**TASK BRIEF**
Could you return every line of the records below that contains the word "bear"?

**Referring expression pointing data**

● ● ● ● ● ● ●

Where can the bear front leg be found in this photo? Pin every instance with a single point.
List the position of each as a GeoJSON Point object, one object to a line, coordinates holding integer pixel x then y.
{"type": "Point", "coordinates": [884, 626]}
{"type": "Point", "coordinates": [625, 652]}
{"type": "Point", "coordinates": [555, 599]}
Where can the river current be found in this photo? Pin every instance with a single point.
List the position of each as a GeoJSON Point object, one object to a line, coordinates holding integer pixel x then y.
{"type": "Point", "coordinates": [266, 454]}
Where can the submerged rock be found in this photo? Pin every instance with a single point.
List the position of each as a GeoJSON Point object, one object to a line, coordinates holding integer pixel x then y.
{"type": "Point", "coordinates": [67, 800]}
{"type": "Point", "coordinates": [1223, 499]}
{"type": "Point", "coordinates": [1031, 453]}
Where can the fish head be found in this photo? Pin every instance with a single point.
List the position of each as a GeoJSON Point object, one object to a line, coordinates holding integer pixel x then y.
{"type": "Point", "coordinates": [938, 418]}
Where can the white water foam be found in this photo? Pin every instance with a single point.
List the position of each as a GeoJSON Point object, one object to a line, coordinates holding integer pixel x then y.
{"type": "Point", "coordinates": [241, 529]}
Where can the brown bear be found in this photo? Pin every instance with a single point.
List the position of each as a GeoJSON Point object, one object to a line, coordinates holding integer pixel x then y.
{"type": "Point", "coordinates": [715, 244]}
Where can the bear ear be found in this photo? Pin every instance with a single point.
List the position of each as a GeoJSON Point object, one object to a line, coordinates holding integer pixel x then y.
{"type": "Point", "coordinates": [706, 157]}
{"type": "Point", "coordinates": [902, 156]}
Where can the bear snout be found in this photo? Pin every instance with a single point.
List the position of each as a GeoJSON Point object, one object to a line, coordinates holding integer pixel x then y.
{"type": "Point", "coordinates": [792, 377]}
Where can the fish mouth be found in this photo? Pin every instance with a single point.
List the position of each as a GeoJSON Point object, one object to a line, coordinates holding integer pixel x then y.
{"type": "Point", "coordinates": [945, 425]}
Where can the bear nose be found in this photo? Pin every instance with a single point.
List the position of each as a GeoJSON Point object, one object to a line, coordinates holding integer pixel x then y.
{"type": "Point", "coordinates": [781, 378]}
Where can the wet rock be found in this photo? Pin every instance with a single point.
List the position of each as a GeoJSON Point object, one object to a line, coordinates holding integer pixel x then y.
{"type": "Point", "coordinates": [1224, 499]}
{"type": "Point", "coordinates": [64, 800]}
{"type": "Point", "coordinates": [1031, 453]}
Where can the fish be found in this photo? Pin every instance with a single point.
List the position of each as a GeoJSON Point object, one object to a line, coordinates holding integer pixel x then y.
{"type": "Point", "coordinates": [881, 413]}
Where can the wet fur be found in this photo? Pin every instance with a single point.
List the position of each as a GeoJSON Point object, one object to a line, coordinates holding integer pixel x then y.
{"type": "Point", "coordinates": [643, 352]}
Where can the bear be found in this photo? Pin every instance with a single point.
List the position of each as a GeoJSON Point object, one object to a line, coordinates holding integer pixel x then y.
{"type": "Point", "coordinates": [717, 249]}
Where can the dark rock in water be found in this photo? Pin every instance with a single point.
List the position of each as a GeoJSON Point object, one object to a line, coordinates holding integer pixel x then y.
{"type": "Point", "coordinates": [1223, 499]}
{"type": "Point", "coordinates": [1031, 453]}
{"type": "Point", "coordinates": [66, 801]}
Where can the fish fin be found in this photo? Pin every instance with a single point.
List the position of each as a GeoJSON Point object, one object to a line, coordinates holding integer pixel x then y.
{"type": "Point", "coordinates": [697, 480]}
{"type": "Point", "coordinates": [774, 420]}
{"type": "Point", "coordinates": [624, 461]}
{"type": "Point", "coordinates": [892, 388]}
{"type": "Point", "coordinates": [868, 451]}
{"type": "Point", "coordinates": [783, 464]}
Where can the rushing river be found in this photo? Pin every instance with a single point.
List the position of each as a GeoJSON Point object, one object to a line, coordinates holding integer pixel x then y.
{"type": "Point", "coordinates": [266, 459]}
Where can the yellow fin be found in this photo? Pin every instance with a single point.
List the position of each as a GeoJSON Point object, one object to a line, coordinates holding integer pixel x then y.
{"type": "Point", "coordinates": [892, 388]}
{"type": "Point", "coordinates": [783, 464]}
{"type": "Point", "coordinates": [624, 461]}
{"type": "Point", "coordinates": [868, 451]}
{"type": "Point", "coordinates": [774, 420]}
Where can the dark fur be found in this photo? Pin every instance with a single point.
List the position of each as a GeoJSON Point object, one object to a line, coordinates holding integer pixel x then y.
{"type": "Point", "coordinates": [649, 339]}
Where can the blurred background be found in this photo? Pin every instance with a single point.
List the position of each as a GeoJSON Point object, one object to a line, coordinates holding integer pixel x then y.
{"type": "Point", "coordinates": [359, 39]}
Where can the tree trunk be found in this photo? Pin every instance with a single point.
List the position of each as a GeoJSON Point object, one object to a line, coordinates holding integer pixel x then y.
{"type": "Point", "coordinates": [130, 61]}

● ● ● ● ● ● ●

**WRITTEN RESPONSE**
Where can the bear front leg be found in this photo? Pin every instance with a single point.
Where can the brown bear be found in this photo? Pin every instance with a single point.
Where can the bear ear be found in this photo? Pin every instance with a single point.
Where can the bear snout be found in this photo? Pin every instance with a single point.
Where can the bear nose be found in this photo? Pin every instance with a single point.
Where can the bear be found in this photo? Pin every instance with a single point.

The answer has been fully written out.